• [AIM]: List every line below that contains the word "hammer".

** Begin INFORMATION PROVIDED **

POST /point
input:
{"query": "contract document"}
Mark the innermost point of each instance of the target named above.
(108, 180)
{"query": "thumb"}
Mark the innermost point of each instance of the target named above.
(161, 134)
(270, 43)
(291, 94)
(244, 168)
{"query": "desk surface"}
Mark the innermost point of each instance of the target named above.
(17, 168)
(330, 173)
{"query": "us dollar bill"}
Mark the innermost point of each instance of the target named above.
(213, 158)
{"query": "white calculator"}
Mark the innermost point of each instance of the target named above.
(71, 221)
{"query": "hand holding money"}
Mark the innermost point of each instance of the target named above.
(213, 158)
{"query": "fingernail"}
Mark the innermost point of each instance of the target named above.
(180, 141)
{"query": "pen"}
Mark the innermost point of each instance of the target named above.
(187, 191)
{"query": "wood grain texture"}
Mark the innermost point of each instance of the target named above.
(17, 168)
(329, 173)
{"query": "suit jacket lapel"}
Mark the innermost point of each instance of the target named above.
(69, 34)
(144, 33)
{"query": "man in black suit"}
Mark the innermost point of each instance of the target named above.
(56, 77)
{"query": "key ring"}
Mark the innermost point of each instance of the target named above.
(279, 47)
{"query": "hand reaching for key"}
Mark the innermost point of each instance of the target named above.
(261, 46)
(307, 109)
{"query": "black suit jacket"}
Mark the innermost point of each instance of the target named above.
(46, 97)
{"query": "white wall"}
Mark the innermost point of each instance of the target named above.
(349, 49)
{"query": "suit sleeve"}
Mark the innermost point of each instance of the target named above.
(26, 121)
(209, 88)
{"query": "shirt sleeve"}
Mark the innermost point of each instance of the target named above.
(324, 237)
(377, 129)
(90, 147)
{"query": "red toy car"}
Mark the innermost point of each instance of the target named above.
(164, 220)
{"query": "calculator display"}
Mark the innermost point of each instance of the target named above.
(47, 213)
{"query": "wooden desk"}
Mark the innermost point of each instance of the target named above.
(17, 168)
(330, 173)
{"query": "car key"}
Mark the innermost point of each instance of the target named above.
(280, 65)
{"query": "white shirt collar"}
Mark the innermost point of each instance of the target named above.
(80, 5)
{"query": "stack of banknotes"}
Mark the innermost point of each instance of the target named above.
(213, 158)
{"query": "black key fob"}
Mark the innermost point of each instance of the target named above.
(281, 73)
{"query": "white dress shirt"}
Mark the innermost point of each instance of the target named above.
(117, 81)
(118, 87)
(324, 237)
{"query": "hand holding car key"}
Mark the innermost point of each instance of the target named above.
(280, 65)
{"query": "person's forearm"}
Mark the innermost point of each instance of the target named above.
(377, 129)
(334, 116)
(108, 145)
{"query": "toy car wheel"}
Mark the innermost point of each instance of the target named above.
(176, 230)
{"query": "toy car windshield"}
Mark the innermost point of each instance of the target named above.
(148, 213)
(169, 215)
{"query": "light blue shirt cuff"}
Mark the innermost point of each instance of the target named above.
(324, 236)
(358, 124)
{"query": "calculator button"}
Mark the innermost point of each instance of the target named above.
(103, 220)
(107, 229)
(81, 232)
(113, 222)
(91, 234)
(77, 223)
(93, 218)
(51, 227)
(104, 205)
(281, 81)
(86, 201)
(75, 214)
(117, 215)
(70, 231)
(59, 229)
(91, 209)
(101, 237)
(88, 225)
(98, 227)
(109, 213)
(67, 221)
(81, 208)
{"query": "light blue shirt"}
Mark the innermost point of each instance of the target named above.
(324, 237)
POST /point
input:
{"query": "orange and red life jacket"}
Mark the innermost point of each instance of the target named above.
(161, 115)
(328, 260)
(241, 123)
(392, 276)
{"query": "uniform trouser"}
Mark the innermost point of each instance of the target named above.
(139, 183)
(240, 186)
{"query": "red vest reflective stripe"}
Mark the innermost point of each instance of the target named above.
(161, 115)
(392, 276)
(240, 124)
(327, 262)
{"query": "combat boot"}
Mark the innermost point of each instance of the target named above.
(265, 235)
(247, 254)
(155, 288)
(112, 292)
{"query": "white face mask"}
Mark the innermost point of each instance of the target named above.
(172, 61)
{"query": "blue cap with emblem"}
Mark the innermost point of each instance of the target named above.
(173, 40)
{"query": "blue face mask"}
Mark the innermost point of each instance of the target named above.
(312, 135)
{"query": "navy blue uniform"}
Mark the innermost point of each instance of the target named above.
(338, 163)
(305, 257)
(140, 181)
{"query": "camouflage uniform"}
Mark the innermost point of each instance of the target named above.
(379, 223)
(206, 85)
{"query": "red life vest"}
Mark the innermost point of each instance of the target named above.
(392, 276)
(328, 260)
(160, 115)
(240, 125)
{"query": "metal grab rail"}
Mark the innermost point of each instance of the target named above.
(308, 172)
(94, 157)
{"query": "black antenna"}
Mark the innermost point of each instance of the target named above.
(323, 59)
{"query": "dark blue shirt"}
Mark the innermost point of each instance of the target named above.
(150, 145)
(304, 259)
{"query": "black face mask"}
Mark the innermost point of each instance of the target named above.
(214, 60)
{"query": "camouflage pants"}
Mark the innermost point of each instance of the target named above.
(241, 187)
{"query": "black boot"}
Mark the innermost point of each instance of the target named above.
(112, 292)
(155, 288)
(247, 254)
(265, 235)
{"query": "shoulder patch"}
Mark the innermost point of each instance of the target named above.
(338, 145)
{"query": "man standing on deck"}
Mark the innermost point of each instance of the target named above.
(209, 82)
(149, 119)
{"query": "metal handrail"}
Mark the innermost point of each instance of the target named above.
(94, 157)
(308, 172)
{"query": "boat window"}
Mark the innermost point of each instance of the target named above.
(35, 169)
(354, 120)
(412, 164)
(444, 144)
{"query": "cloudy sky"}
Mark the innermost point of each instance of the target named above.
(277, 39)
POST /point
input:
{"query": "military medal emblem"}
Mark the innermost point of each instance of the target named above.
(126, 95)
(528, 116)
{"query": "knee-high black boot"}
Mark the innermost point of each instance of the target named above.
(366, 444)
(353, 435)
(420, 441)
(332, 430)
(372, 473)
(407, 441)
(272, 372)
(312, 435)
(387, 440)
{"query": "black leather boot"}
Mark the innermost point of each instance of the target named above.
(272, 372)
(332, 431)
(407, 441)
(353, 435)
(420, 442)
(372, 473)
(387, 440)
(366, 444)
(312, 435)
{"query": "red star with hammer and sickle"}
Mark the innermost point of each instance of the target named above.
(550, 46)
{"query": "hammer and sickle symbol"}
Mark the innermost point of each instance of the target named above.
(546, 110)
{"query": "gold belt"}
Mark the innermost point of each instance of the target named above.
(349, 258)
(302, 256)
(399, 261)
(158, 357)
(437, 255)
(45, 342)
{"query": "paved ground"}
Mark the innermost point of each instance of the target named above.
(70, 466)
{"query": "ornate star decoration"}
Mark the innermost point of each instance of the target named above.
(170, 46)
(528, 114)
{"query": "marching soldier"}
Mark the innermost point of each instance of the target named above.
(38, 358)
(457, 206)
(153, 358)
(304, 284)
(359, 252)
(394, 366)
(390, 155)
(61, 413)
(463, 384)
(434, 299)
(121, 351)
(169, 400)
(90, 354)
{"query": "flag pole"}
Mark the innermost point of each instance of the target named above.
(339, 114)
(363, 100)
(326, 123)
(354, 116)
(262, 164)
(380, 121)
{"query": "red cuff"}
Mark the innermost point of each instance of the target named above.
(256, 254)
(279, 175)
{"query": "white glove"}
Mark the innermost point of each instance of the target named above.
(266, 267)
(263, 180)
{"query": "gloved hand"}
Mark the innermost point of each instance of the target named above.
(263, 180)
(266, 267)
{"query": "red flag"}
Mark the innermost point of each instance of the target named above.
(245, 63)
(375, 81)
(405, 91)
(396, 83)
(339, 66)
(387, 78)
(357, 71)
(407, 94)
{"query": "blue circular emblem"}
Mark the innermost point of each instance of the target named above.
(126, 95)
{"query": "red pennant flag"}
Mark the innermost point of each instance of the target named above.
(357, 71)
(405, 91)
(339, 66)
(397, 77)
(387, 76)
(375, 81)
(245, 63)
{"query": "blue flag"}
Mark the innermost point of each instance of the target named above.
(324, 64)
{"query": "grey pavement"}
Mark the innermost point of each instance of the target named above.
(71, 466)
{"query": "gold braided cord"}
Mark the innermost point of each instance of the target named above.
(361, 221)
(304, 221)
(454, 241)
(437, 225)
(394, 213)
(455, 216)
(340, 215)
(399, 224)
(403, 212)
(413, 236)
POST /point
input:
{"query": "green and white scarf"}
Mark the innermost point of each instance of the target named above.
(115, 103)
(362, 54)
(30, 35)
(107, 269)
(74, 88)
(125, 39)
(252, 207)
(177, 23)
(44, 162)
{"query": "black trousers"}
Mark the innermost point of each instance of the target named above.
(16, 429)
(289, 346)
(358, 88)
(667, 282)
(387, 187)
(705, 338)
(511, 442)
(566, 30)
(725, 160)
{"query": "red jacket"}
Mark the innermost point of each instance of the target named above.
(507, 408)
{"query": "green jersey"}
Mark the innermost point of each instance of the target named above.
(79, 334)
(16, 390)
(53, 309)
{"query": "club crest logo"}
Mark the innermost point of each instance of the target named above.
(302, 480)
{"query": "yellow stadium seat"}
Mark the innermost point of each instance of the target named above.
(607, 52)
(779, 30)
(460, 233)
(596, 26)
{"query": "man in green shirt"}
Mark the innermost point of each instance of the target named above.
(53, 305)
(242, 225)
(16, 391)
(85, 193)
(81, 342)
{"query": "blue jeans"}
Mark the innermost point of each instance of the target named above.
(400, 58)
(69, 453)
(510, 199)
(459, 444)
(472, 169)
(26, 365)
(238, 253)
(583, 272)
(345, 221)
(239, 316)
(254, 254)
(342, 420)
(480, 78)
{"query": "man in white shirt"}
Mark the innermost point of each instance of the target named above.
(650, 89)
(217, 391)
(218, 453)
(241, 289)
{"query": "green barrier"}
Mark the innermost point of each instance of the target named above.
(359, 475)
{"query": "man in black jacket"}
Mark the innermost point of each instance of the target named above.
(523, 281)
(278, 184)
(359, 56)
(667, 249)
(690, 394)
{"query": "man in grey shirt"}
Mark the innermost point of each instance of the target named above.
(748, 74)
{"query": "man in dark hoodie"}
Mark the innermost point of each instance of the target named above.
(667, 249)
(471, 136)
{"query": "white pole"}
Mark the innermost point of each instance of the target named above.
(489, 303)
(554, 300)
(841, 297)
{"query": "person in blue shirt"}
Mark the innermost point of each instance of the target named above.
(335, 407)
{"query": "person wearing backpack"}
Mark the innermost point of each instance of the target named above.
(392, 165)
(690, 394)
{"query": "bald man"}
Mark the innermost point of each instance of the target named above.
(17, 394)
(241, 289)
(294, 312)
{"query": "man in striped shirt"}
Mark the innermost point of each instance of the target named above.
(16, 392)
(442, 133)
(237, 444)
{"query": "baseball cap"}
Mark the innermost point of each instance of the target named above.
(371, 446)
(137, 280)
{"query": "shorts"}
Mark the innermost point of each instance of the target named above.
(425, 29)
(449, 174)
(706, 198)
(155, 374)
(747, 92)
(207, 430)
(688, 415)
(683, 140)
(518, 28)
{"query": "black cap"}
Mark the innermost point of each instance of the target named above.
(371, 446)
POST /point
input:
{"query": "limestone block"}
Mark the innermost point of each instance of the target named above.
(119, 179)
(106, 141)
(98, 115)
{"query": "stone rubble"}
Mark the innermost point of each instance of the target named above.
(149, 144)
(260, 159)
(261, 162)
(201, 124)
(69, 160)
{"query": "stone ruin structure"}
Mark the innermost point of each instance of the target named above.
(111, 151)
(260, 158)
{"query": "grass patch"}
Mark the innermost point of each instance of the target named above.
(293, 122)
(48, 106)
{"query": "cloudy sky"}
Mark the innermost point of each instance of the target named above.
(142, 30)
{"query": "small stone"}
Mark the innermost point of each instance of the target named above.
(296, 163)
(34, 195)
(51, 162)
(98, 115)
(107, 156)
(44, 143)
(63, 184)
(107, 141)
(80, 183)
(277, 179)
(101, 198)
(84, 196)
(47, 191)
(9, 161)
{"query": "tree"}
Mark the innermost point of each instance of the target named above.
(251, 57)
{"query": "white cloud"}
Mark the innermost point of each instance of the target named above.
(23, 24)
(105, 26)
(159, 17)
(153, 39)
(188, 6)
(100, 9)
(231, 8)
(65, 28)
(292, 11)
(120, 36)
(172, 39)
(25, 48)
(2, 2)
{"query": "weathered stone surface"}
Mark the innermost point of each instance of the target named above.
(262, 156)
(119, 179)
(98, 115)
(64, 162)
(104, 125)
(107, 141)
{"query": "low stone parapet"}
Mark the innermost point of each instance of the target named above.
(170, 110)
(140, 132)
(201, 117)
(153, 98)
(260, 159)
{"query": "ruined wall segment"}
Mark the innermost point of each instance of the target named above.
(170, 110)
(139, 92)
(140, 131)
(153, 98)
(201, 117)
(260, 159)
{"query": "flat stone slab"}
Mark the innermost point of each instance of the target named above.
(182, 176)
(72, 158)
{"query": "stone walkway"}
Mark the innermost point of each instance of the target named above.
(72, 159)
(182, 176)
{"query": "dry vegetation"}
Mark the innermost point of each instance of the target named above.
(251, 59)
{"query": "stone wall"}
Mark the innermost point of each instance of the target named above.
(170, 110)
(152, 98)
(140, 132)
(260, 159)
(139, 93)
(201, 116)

** End INFORMATION PROVIDED **

• [WORKED SOLUTION]:
{"query": "red star with hammer and sickle"}
{"query": "hammer and sickle symbol"}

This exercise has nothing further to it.